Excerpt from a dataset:
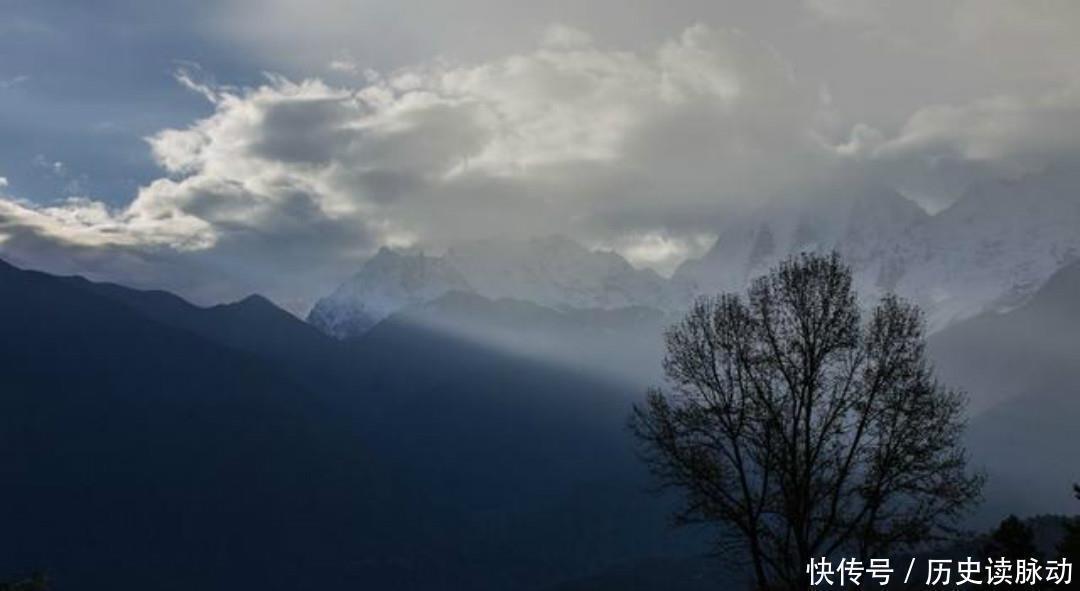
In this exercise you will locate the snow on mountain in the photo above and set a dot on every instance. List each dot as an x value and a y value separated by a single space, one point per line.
994 247
989 251
557 272
385 284
554 271
866 227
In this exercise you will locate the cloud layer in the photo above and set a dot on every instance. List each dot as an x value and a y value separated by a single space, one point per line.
287 185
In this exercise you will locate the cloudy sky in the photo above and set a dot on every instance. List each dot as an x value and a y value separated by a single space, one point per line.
235 146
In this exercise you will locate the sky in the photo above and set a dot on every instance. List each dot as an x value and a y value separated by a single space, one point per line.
237 146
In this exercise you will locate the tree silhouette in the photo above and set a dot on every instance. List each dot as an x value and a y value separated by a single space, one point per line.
801 430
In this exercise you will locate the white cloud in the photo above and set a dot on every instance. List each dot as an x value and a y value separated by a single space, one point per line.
943 149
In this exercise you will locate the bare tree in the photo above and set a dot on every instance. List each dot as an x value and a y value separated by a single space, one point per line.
804 431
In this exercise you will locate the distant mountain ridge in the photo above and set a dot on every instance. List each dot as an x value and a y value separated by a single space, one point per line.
989 251
553 271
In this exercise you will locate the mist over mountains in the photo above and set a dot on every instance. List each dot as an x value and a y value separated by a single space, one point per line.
459 442
988 251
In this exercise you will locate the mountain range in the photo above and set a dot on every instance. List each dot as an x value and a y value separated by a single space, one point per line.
989 251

• **PROMPT**
Extract every line of the listing above word for word, leaving the picture out of your answer.

• **EXERCISE ANSWER**
In this exercise you will locate the snow on mountain in the photo above and set a dot on every instance. List each dot as an x value and a y value separated by a single space, one point per line.
994 247
989 251
557 272
385 284
554 271
866 227
In this exercise you will locate the cloud layer in the photo above and set a dot on every instance. List each dot as an x value and a y value separated by a single space, one point per line.
287 185
In this exercise you will locate the cloudy sky in the photo above and set a dot on every instance. List each dot as an x value and a y value separated by a single space, one point per line.
235 146
In this exercise you will locate the sky in the photo above and set a dot on every instance. List each dot as an x value and a y value separated by a single space, one point per line.
237 146
In this exercise you will locate the tree silhouette in the photo above and set a dot on every instance. List each dot as an x value and a y value separated by a single space, one point per line.
801 430
In this exercise you will locate the white cloud in the photo above and set a dot on every instance. List each dot as an x value and a y value separated by a single space, one point per line.
943 149
In this exercise you will locate the bare tree in the photo above and set a dot on every instance. List each dot as an x value and a y value separated by a single space, one point per line.
804 431
In this exercise you will locate the distant mountain ridge in the photo above and set a dot on every instance. List each dot as an x value and a y value separated by a single space, one point per line.
989 251
553 271
In this exercise you will locate the mist over mountains in the photo above and set a dot on every instance. List each dot as an x value and a y value separated by a single space, one point per line.
459 442
988 251
In this exercise you will locate the mountain range in the photo above and set a dot on every instance. List each dot as an x value and a y value separated by a single space, one point per line.
989 251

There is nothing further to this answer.